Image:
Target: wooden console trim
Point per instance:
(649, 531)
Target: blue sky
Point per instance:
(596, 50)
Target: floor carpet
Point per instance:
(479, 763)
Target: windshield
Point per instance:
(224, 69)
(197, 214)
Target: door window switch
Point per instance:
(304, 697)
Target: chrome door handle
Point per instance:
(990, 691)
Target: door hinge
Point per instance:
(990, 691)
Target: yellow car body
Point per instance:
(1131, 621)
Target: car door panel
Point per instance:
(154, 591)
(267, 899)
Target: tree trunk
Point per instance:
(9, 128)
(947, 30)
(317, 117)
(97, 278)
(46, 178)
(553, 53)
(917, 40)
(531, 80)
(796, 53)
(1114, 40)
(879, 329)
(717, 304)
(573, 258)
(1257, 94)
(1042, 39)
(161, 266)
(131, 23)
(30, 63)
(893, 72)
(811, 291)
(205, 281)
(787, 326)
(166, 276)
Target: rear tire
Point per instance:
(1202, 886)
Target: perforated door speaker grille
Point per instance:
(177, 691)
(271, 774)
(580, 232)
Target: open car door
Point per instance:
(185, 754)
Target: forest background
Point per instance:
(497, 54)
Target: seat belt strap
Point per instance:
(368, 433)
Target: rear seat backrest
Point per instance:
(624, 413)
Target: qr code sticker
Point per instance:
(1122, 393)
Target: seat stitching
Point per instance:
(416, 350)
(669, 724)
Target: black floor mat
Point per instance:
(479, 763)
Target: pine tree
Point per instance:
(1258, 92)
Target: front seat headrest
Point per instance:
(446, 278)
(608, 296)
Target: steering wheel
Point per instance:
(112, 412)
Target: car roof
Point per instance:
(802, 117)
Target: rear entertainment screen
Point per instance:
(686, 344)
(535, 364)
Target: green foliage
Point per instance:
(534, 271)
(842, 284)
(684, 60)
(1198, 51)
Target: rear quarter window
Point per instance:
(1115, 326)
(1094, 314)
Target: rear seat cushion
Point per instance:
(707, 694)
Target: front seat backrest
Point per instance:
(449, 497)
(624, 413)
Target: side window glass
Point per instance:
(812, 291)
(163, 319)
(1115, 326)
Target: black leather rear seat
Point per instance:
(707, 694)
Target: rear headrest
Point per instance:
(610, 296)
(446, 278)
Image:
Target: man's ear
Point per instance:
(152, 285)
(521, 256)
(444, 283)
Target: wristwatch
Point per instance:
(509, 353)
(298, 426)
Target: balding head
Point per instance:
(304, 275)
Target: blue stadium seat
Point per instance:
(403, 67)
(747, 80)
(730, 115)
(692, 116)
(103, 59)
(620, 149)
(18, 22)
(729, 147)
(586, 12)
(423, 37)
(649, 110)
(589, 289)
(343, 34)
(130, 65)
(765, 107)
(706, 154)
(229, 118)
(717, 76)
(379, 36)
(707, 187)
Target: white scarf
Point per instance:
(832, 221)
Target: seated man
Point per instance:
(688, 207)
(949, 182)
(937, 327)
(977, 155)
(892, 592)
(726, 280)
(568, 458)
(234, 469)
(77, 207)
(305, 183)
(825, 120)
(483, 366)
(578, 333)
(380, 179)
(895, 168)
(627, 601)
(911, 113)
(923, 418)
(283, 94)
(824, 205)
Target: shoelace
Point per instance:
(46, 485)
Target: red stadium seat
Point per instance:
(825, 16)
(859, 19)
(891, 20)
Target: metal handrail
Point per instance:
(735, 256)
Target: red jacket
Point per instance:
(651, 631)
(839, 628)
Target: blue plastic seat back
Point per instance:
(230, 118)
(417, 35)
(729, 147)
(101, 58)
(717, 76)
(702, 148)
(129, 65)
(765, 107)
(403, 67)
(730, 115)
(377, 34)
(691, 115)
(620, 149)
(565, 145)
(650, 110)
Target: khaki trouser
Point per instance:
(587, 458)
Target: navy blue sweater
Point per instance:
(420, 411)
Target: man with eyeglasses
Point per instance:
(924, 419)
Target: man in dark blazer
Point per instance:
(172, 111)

==================================================

What is required
Render every line of the entries above as a numbered list, omitting any blank lines.

Full answer
1. Image:
2. Target: wooden console trim
3. Point per instance:
4. (649, 531)
5. Target: blue sky
6. Point per instance:
7. (596, 50)
8. Target: floor carpet
9. Point per instance:
10. (479, 763)
11. Target: windshield
12. Point per instance:
13. (224, 69)
14. (197, 214)
15. Target: door window switch
16. Point per instance:
17. (304, 697)
18. Target: chrome door handle
19. Point per instance:
20. (990, 691)
21. Target: door hinge
22. Point per instance:
23. (990, 691)
24. Target: yellow car body
25. Point per instance:
26. (1131, 621)
27. Target: car door panel
28. Point per instance:
29. (154, 591)
30. (267, 899)
31. Target: tree trunk
32. Point per instance:
33. (9, 128)
34. (947, 30)
35. (317, 117)
36. (97, 278)
37. (46, 178)
38. (553, 53)
39. (917, 40)
40. (531, 80)
41. (796, 53)
42. (1114, 40)
43. (879, 329)
44. (717, 304)
45. (573, 258)
46. (1257, 94)
47. (1042, 39)
48. (161, 266)
49. (131, 23)
50. (30, 63)
51. (893, 72)
52. (811, 291)
53. (205, 281)
54. (787, 326)
55. (166, 276)
56. Target: rear tire
57. Point per instance:
58. (1202, 886)
59. Target: perforated door speaker grille
60. Point per instance:
61. (177, 691)
62. (271, 774)
63. (580, 232)
64. Target: open car door
65. Point per instance:
66. (185, 754)
67. Target: forest background
68. Point per instance:
69. (497, 54)
70. Target: seat belt strap
71. Point per instance:
72. (368, 433)
73. Target: rear seat backrest
74. Point per instance:
75. (624, 413)
76. Target: qr code sticker
77. Point per instance:
78. (1122, 393)
79. Target: seat stitching
80. Point per instance:
81. (416, 350)
82. (669, 724)
83. Target: black floor mat
84. Point per instance:
85. (479, 763)
86. Target: pine tree
87. Point per instance:
88. (1258, 92)
89. Target: front seat headrest
90. Point per instance:
91. (446, 278)
92. (608, 296)
93. Target: steering wheel
94. Point per instance:
95. (112, 412)
96. Target: car roof
97. Point per instance:
98. (802, 117)
99. Target: rear entertainment screen
100. Point per instance:
101. (686, 344)
102. (535, 364)
103. Target: green foliage
104. Point per instance:
105. (534, 271)
106. (842, 284)
107. (684, 60)
108. (1198, 51)
109. Target: rear quarter window
110. Point per instance:
111. (1115, 326)
112. (1094, 314)
113. Target: rear seat cushion
114. Point per instance:
115. (707, 694)
116. Target: front seat backrest
117. Point per instance:
118. (449, 497)
119. (624, 413)
120. Target: side window glass
121. Point per instance:
122. (812, 291)
123. (163, 319)
124. (1115, 326)
125. Target: black leather rear seat
126. Point per instance:
127. (707, 694)
128. Target: rear headrest
129. Point per instance:
130. (610, 296)
131. (446, 278)
132. Image:
133. Target: man's ear
134. Point per instance:
135. (152, 285)
136. (521, 256)
137. (444, 283)
138. Target: wristwatch
139. Point per instance:
140. (509, 353)
141. (298, 426)
142. Target: balding head
143. Point per instance:
144. (304, 275)
145. Target: blue stadium seat
146. Point per instance:
147. (403, 67)
148. (747, 80)
149. (730, 115)
150. (692, 116)
151. (103, 59)
152. (620, 149)
153. (18, 22)
154. (729, 147)
155. (586, 12)
156. (423, 37)
157. (649, 110)
158. (589, 289)
159. (343, 34)
160. (130, 65)
161. (765, 107)
162. (706, 154)
163. (229, 118)
164. (717, 76)
165. (379, 36)
166. (707, 187)
167. Target: white scarf
168. Point per instance:
169. (832, 221)
170. Target: seated man
171. Point per instance:
172. (688, 207)
173. (949, 182)
174. (937, 327)
175. (977, 155)
176. (892, 592)
177. (726, 280)
178. (568, 458)
179. (234, 469)
180. (77, 207)
181. (305, 183)
182. (825, 120)
183. (483, 366)
184. (578, 333)
185. (380, 179)
186. (895, 168)
187. (627, 601)
188. (911, 113)
189. (923, 418)
190. (283, 94)
191. (824, 205)
192. Target: shoelace
193. Point per instance:
194. (46, 485)
195. Target: red stadium seat
196. Point per instance:
197. (825, 16)
198. (859, 19)
199. (891, 20)
200. Target: metal handrail
201. Point per instance:
202. (735, 256)
203. Target: red jacket
204. Point per instance:
205. (651, 631)
206. (839, 628)
207. Target: blue plastic seat back
208. Point per instance:
209. (230, 118)
210. (417, 35)
211. (729, 147)
212. (101, 58)
213. (717, 76)
214. (702, 148)
215. (129, 65)
216. (765, 107)
217. (403, 67)
218. (730, 115)
219. (377, 34)
220. (691, 115)
221. (620, 149)
222. (565, 145)
223. (650, 110)
224. Target: khaki trouser
225. Point per instance:
226. (587, 458)
227. Target: navy blue sweater
228. Point per instance:
229. (420, 411)
230. Target: man with eyeglasses
231. Point per instance:
232. (924, 419)
233. Target: man in dark blazer
234. Point per instance:
235. (172, 111)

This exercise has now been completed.